Rewrite the lines of every entry with "instance" swapped for "object", leaving everything else unchanged.

----- INFORMATION SHOWN -----

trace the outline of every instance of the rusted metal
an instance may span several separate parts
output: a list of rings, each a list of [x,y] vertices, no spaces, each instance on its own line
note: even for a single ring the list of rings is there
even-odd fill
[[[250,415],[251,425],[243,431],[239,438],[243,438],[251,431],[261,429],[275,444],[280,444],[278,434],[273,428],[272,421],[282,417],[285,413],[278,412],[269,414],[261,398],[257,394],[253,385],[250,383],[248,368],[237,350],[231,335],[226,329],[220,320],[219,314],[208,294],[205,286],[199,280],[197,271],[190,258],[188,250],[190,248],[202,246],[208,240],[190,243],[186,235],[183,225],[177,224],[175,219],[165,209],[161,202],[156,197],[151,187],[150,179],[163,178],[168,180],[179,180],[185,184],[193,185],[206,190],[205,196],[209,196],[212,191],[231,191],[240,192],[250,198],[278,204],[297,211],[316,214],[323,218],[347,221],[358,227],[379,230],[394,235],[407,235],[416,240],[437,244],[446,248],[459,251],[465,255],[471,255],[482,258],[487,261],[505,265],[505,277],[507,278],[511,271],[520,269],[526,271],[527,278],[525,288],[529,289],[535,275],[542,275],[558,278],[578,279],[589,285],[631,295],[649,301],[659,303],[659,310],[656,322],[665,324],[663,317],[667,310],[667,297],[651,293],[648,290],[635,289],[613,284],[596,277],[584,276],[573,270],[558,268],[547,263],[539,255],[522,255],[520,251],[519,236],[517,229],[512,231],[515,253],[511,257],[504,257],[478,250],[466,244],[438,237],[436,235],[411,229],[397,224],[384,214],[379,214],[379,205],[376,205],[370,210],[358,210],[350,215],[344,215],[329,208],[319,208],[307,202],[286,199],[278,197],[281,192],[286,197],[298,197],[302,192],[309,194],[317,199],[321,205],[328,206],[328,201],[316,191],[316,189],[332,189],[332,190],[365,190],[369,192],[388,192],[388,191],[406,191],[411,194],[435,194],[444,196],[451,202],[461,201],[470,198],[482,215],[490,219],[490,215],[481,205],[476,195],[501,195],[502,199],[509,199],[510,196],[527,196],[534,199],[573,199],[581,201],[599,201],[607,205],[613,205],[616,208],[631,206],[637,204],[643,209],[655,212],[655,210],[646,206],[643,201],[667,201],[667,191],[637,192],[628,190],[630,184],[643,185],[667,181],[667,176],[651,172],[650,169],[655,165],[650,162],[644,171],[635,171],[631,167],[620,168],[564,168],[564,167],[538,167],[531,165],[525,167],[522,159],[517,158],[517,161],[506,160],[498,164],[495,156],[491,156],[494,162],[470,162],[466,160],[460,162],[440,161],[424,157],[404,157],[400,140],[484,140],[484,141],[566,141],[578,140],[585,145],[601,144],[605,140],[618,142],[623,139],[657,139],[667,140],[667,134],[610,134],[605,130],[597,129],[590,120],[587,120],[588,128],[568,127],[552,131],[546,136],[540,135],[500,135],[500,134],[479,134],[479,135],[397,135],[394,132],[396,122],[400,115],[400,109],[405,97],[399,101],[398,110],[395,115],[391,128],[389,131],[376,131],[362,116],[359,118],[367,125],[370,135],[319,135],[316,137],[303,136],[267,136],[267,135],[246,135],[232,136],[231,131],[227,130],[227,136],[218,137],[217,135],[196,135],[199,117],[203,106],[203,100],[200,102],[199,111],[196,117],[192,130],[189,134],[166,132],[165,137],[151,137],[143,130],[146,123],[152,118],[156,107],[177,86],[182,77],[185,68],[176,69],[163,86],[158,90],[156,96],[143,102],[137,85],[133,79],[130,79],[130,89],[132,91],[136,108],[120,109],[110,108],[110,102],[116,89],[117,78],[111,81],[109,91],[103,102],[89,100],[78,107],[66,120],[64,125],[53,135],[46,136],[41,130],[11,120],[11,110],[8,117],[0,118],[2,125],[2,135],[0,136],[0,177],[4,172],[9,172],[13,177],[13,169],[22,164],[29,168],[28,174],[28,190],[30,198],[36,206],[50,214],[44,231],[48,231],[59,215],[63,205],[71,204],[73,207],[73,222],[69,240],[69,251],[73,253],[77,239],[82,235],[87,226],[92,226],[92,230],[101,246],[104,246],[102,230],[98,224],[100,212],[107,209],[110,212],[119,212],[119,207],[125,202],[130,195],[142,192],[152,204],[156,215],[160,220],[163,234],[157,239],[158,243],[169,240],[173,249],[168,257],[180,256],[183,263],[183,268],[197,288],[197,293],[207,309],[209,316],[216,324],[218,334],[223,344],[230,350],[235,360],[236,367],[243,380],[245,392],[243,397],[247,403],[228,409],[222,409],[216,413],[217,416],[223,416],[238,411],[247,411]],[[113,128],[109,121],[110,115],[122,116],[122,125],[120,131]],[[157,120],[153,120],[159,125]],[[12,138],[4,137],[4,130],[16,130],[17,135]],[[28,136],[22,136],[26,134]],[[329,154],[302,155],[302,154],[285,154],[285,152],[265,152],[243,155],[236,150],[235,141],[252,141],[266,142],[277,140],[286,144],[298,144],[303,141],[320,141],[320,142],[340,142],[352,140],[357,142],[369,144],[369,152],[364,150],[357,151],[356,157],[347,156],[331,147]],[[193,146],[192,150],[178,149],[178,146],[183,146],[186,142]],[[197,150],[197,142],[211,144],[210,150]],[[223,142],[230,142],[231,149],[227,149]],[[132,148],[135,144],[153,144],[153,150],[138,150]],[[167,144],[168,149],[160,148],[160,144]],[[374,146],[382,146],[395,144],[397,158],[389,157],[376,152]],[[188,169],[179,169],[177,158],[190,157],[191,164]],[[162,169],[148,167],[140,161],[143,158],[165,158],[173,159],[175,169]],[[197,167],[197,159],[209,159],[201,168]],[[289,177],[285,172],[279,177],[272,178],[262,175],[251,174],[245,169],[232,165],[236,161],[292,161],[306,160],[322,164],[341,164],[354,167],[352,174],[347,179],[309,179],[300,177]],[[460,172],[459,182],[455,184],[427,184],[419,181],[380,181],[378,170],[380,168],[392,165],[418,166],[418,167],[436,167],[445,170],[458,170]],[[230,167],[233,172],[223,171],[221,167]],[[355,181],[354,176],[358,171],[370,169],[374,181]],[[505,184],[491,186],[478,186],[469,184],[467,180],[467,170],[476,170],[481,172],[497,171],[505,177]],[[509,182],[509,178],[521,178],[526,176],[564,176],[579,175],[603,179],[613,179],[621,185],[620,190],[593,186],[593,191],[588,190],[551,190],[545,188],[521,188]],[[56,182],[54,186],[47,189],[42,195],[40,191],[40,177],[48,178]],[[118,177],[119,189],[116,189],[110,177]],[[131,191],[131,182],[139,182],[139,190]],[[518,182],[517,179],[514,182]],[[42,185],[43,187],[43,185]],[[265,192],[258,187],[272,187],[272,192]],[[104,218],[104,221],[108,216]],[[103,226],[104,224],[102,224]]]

-----

## ANSWER TO THE TASK
trace the outline of every object of the rusted metal
an object may span several separate parts
output: a list of rings, each a list of [x,y] vertices, no spaces, each object on its own line
note: even for a single ring the list of rings is there
even-odd fill
[[[250,415],[251,425],[243,431],[239,438],[243,438],[251,431],[261,429],[275,444],[280,444],[278,434],[273,428],[272,421],[282,417],[285,413],[278,412],[269,414],[261,398],[257,394],[253,385],[250,383],[248,368],[237,350],[231,335],[226,329],[220,320],[219,314],[208,294],[205,286],[199,280],[197,271],[190,258],[188,250],[190,248],[202,246],[208,240],[190,243],[186,235],[183,225],[177,224],[175,219],[165,209],[161,202],[156,197],[151,187],[150,179],[163,178],[168,180],[179,180],[185,184],[193,185],[206,190],[205,196],[209,196],[212,191],[231,191],[240,192],[250,198],[278,204],[297,211],[316,214],[323,218],[347,221],[358,227],[379,230],[394,235],[407,235],[416,240],[437,244],[446,248],[459,251],[465,255],[471,255],[482,258],[487,261],[505,265],[505,277],[507,278],[511,271],[520,269],[526,271],[527,278],[525,288],[529,289],[535,275],[542,275],[558,278],[578,279],[589,285],[631,295],[649,301],[659,303],[659,310],[656,322],[665,324],[663,317],[667,310],[667,297],[651,293],[648,290],[635,289],[613,284],[596,277],[584,276],[573,270],[558,268],[547,263],[539,255],[522,255],[520,251],[519,236],[517,229],[512,231],[515,253],[511,257],[504,257],[478,250],[466,244],[438,237],[436,235],[411,229],[397,224],[384,214],[379,214],[379,205],[376,205],[370,210],[358,210],[350,215],[344,215],[329,208],[319,208],[307,202],[286,199],[278,197],[281,192],[286,197],[298,197],[302,192],[309,194],[317,199],[321,205],[328,206],[328,201],[316,191],[316,189],[332,189],[332,190],[365,190],[369,192],[388,192],[388,191],[406,191],[411,194],[435,194],[444,196],[451,202],[461,201],[470,198],[482,215],[490,219],[490,215],[481,205],[476,195],[501,195],[502,199],[509,199],[510,196],[527,196],[534,199],[573,199],[581,201],[599,201],[607,205],[613,205],[616,208],[631,206],[637,204],[643,209],[655,212],[655,210],[646,206],[643,201],[667,201],[667,191],[637,192],[628,190],[630,184],[643,185],[667,181],[667,176],[651,172],[650,169],[655,165],[650,162],[644,171],[635,171],[631,167],[620,168],[564,168],[564,167],[538,167],[531,165],[525,167],[522,159],[517,158],[517,161],[506,160],[498,164],[495,156],[491,156],[494,162],[470,162],[466,160],[460,162],[440,161],[424,157],[404,157],[400,140],[484,140],[484,141],[566,141],[578,140],[585,145],[601,144],[605,140],[618,142],[623,139],[657,139],[667,140],[667,134],[610,134],[605,130],[597,129],[590,120],[587,120],[588,128],[568,127],[552,131],[546,136],[540,135],[500,135],[500,134],[479,134],[479,135],[397,135],[394,132],[396,122],[400,115],[400,109],[405,97],[399,101],[398,110],[395,115],[391,128],[389,131],[376,131],[362,116],[359,118],[367,125],[370,135],[319,135],[316,137],[303,136],[267,136],[267,135],[246,135],[232,136],[231,131],[227,130],[227,136],[218,137],[217,135],[196,135],[199,117],[203,106],[203,100],[200,102],[199,111],[196,117],[192,130],[189,134],[166,132],[165,137],[151,137],[143,130],[146,123],[152,118],[156,107],[177,86],[182,77],[185,68],[176,69],[163,86],[158,90],[156,96],[143,102],[137,85],[133,79],[130,79],[130,89],[132,91],[136,108],[120,109],[110,108],[110,102],[116,89],[117,78],[111,81],[109,91],[103,102],[89,100],[78,107],[66,120],[64,125],[53,135],[46,136],[41,130],[11,120],[11,110],[8,117],[0,118],[2,125],[2,135],[0,136],[0,177],[4,172],[9,172],[13,177],[13,169],[22,164],[29,168],[28,174],[28,190],[30,198],[36,206],[50,214],[44,231],[48,231],[59,215],[63,205],[71,204],[73,207],[73,222],[69,240],[69,251],[73,253],[77,239],[82,235],[87,226],[92,226],[92,230],[101,246],[104,246],[102,230],[98,224],[100,212],[107,209],[110,212],[119,212],[119,207],[125,202],[130,195],[142,192],[152,204],[156,215],[160,220],[163,234],[157,239],[158,243],[169,240],[173,249],[168,257],[180,256],[183,263],[183,268],[197,288],[197,293],[207,309],[209,316],[216,324],[218,334],[223,344],[230,350],[235,360],[236,367],[243,380],[245,392],[243,397],[247,403],[228,409],[222,409],[216,413],[217,416],[223,416],[238,411],[247,411]],[[113,128],[109,121],[110,115],[122,116],[122,125],[120,131]],[[157,120],[153,120],[159,125]],[[12,138],[4,137],[4,130],[16,130],[17,135]],[[28,136],[22,136],[26,134]],[[329,154],[302,155],[302,154],[285,154],[285,152],[265,152],[243,155],[236,150],[235,141],[252,141],[266,142],[277,140],[286,144],[298,144],[303,141],[320,141],[320,142],[340,142],[352,140],[357,142],[369,144],[369,152],[364,150],[357,151],[356,157],[347,156],[331,147]],[[193,146],[192,150],[178,149],[178,146],[183,146],[186,142]],[[197,150],[197,142],[211,144],[210,150]],[[223,142],[230,142],[231,149],[227,149]],[[132,148],[135,144],[153,144],[153,150],[138,150]],[[167,144],[168,149],[160,148],[160,144]],[[374,146],[382,146],[395,144],[397,158],[389,157],[376,152]],[[188,169],[179,169],[177,158],[190,157],[191,164]],[[162,169],[148,167],[140,161],[143,158],[165,158],[173,159],[175,169]],[[197,167],[197,159],[209,159],[201,168]],[[289,177],[285,172],[279,177],[272,178],[262,175],[251,174],[245,169],[232,165],[236,161],[292,161],[306,160],[322,164],[341,164],[354,167],[352,174],[347,179],[309,179],[300,177]],[[460,172],[459,182],[455,184],[427,184],[419,181],[380,181],[378,170],[380,168],[392,165],[418,166],[418,167],[436,167],[445,170],[458,170]],[[230,167],[233,172],[223,171],[221,167]],[[355,181],[354,176],[358,171],[370,169],[374,181]],[[505,184],[491,186],[478,186],[469,184],[467,180],[467,170],[476,170],[481,172],[497,171],[505,177]],[[509,182],[509,178],[521,178],[526,176],[564,176],[579,175],[603,179],[613,179],[621,185],[620,190],[593,186],[593,191],[588,190],[551,190],[545,188],[521,188]],[[56,182],[54,186],[47,189],[42,195],[40,191],[40,177],[48,178]],[[118,177],[119,189],[116,189],[110,177]],[[131,191],[131,182],[139,182],[139,190]],[[518,182],[517,179],[514,182]],[[42,185],[43,187],[43,185]],[[265,192],[258,187],[272,187],[272,192]],[[104,218],[104,221],[108,216]],[[103,226],[104,224],[102,224]]]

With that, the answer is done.